• Exercise input
......

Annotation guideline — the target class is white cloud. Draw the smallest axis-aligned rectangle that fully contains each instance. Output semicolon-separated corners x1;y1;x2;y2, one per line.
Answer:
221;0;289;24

......

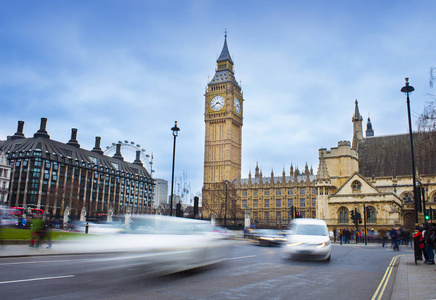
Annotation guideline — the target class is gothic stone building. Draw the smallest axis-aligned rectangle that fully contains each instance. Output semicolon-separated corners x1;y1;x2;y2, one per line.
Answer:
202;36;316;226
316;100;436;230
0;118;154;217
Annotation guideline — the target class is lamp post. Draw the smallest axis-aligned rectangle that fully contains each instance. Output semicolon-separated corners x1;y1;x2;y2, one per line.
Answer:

......

• What you need to do
How many lines in the records above contain the word "semicolon"? Reply with the number alone.

• Exercise answer
3